_Tasks and exercises:_
1 - Using the article on funding CDC gun violence research, decide whether each statement agrees with it: (a) the draft bill includes $50 million for federal study of firearm injury and mortality prevention; (b) last year lawmakers repealed the Dickey amendment outright; (c) under the draft bill, all of the research money would go to the CDC. Answer yes or no for each and quote the words of the article that decide it.
2 - Write out word for word the part of the article on funding CDC gun violence research from "Should both chambers" to "on firearms research.".

_Selected extract:_
§

New bill would fund CDC gun violence research

Centers For Disease Control and Prevention (CDC) Building, Roybal Campus, Clifton Road, Atlanta, Georgia, 2005. Image courtesy Centers for Disease Control (CDC).

Credit: Smith Collection/Gado

Credit: Smith Collection/Gado

Centers For Disease Control and Prevention (CDC) Building, Roybal Campus, Clifton Road, Atlanta, Georgia, 2005. Image courtesy Centers for Disease Control (CDC).

The Atlanta-based Centers for Disease Control and Prevention would have money to research the causes of gun violence for the first time in more than two decades if a new proposal becomes law.

The Democrat-controlled House Appropriations Committee unveiled a draft spending bill late Monday that includes $50 million for the federal government to study “firearm injury and mortality prevention.”

Should both chambers of Congress approve, it would mark the first time the agency has received funding to research the issue since lawmakers effectively banned it in the mid-1990s. The so-called Dickey amendment directed the CDC not to “advocate or promote gun control,” which had a chilling effect on firearms research.

Lawmakers ultimately reversed themselves last year after facing mountains of pressure following the Parkland, Fla., shootings. They stopped short of repealing the Dickey amendment outright but approved language clarifying the CDC wasn't precluded from researching firearms as long as it didn't promote gun control.

Now House Democrats would like to move a step further and fund the research.

Their draft fiscal year 2020 spending bill for the Department of Health and Human Services stipulated that the research money would be split between the CDC and Maryland-based National Institutes of Health.

The bill is still a long way from becoming law, and the GOP-controlled Senate is likely to resist the push.

Gun control advocates cheered the news anyway.

"We've seen this public health approach yield great success in reducing deaths and injuries in other areas – from car crashes to diseases to food contamination. Appropriating this funding is a critical step in combatting gun violence and one we have long fought for," said U.S. Rep. Mike Thompson, D-Calif., who chairs Congress' Gun Violence Prevention Task Force. One of Thompson's top deputies is Marietta Democrat Lucy McBath, who was elected to Congress last year with a pledge to stem the tide of gun violence.

The new spending bill would also increase the CDC’s budget by about 12 percent and transfer more than $1 billion from other program accounts to pay for a new research support building and improvements to campus infrastructure.

§

_Supplied records:_

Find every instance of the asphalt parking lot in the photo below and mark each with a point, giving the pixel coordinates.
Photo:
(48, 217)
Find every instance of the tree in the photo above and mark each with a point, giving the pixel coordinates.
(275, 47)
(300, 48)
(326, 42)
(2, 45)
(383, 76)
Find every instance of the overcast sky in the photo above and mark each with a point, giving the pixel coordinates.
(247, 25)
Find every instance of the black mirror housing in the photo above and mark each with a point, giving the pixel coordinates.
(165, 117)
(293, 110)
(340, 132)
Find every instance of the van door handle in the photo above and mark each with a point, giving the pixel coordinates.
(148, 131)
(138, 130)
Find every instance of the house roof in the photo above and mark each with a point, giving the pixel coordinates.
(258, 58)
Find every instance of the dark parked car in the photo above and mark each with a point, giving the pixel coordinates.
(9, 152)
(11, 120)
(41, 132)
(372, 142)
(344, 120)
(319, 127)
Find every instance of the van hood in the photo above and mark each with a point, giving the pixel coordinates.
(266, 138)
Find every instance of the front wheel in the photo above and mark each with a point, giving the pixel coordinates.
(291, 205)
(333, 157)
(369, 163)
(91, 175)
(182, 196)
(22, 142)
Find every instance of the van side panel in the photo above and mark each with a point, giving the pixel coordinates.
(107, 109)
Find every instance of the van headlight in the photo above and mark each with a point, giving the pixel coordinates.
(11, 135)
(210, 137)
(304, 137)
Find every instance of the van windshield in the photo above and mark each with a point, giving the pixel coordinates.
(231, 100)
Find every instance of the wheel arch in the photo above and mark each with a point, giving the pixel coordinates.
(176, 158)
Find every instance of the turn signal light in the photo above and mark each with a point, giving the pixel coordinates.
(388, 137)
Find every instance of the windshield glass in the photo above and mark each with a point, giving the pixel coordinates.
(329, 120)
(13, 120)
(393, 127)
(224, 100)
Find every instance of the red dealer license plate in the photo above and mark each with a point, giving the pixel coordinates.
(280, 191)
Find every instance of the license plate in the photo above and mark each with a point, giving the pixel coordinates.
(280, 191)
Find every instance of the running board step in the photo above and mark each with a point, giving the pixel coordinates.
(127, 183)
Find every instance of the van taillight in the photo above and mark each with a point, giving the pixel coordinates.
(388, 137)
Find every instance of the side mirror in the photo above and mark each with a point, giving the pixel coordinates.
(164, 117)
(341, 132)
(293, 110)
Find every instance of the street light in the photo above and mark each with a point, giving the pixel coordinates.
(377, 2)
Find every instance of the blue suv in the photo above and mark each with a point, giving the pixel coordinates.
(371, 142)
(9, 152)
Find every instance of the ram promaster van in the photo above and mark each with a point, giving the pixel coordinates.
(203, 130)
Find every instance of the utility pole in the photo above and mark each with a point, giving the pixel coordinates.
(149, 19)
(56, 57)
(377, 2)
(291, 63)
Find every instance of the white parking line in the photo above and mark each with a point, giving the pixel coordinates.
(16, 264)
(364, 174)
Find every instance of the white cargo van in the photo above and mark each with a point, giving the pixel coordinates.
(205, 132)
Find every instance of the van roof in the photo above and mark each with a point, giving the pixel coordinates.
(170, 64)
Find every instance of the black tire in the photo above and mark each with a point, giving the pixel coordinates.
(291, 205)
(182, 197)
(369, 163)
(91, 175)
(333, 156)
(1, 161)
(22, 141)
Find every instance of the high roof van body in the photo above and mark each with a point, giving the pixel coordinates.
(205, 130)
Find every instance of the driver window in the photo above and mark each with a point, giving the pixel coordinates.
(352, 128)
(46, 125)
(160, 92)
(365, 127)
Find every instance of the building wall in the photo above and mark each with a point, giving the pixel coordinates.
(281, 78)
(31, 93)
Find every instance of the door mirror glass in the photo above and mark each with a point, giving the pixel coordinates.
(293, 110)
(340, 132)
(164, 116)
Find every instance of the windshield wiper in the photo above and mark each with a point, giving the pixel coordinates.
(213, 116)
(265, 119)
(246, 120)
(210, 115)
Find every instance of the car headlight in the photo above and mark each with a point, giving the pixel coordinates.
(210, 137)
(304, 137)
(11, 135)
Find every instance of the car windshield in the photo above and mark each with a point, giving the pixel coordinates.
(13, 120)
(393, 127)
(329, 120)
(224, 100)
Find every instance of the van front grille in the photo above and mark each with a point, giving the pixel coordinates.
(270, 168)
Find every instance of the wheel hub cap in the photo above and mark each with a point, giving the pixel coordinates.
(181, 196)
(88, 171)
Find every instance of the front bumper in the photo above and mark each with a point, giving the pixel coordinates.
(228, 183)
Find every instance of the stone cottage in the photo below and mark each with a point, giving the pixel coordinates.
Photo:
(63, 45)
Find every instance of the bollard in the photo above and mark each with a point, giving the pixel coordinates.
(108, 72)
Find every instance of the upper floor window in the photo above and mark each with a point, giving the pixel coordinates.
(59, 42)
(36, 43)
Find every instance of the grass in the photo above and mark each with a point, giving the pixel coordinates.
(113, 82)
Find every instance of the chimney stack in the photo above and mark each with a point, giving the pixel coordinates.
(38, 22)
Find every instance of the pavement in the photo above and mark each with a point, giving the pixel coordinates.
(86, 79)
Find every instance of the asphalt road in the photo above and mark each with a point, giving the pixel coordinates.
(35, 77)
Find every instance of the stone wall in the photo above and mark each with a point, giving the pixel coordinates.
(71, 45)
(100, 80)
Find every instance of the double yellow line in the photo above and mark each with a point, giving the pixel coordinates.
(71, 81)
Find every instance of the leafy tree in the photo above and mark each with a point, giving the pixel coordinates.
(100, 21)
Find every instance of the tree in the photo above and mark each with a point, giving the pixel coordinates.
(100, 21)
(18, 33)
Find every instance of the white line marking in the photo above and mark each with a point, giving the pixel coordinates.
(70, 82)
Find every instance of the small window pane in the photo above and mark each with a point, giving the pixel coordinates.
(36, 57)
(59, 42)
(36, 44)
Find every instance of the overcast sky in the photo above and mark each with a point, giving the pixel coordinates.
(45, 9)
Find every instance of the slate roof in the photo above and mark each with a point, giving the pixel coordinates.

§

_Answers in order:_
1 -
(a) Yes: "includes $50 million for the federal government to study"
(b) No: "They stopped short of repealing the Dickey amendment outright"
(c) No: "the research money would be split between the CDC and Maryland-based National Institutes of Health"

2 -
Should both chambers of Congress approve, it would mark the first time the agency has received funding to research the issue since lawmakers effectively banned it in the mid-1990s. The so-called Dickey amendment directed the CDC not to “advocate or promote gun control,” which had a chilling effect on firearms research.